╭─ Document extract

Yes, we all know that Exxon skated out of their punitive damages for the Valdez spill. The $500 million punishment, once $5 billion, then $2.5 billion, is a paltry drop in the bucket compared to their annual profits, and almost nothing compared to revenues.
If Exxon's profits were a family box of frozen fish sticks (40 sticks), the plantiffs would get half of one fish stick. If those guys on Dangerous Catch had to stay out in the Alaskan waters for 6 weeks to earn Exxon's profits, they would earn enough to pay the Exxon damages in one morning.
But this decision is not about Exxon...
Exxon's reduced punitive damages award is not the biggest part of this story. It is the swath of destruction currently brewing within Wall Street's upper floors, as corporate execs make plans to cancel billions in quality control spending for the coming year, knowing the punitive costs from the disasters they will cause will never again be allowed to exceed the compensatory awards.
Get ready for cars rolling off the line with substandard brakelines, nuclear power plant contractors forgetting to double-check structural drawings, crates of coffee cups are shipping right now laced with bacteria that will cause a national cholera epidemic.
And there's nothing the courts can ever do about it.
This decision is not about what Exxon did. It is about what one of our airlines is about to do, what Ford is about to do, or what Disney is about to do.
The boys on the bench have been busy lately, and we'll be living (or dying) with their decisions for a very long time.

╰─

What the task requires: Copy the Exxon punitive damages commentary word for word, from "And there's nothing" up to and including "very long time.".

╭─ Provided records

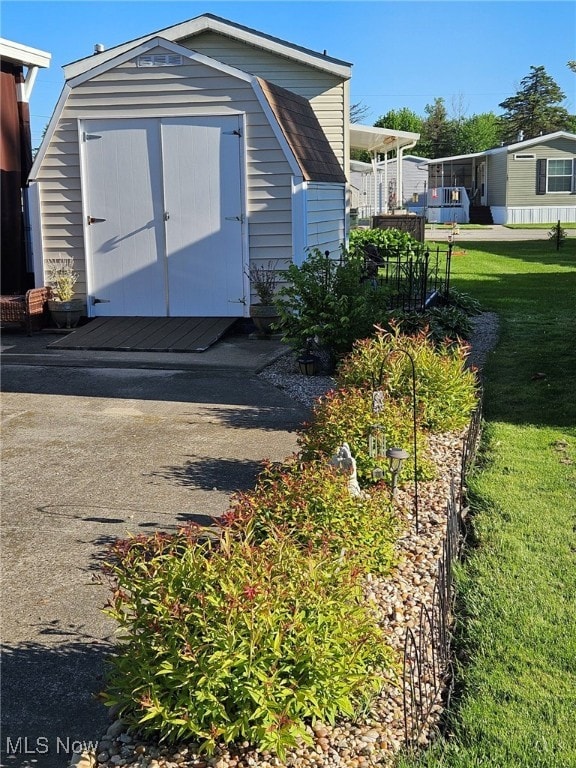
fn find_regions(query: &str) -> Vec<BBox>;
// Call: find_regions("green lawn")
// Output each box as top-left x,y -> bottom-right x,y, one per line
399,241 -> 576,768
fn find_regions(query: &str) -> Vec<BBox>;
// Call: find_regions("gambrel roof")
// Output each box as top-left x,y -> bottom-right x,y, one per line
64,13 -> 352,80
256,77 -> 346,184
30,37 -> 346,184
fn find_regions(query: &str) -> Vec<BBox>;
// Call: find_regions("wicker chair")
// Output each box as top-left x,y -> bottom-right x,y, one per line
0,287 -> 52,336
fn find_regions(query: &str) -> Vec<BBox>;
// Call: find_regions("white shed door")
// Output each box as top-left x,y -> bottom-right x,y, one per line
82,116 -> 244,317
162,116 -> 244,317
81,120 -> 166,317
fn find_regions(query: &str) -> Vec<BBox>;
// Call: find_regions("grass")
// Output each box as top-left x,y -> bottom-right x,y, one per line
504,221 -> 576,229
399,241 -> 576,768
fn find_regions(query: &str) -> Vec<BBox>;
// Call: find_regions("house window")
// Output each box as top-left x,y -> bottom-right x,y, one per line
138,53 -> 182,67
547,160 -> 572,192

╰─
╭─ Provided records

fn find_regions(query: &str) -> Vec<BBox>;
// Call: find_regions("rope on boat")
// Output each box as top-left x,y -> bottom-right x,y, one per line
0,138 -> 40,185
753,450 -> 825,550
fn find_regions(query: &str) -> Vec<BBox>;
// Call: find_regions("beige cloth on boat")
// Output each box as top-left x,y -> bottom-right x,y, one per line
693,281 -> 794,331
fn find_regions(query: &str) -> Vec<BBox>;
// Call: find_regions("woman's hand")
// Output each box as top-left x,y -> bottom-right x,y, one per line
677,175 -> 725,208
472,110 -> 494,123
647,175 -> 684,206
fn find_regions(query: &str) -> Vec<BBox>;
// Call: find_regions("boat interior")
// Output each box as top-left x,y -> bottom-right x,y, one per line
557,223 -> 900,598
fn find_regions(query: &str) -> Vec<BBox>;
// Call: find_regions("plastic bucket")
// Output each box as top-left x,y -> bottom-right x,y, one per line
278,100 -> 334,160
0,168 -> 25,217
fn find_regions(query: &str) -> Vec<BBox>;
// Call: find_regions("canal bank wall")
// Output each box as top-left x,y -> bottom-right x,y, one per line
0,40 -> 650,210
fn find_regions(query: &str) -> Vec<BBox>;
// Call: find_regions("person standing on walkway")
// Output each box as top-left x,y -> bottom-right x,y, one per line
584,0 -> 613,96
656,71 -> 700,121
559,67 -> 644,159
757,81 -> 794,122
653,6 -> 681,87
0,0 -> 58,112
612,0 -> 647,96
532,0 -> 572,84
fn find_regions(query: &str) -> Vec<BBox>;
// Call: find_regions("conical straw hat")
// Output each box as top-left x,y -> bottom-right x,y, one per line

╰─
╭─ Provided records

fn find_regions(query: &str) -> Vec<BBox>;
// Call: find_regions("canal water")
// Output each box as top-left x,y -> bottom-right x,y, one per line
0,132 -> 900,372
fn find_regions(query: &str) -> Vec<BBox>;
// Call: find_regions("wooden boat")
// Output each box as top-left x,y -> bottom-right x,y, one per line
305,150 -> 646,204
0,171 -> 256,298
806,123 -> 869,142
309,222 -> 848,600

╰─

Solution:
And there's nothing the courts can ever do about it.
This decision is not about what Exxon did. It is about what one of our airlines is about to do, what Ford is about to do, or what Disney is about to do.
The boys on the bench have been busy lately, and we'll be living (or dying) with their decisions for a very long time.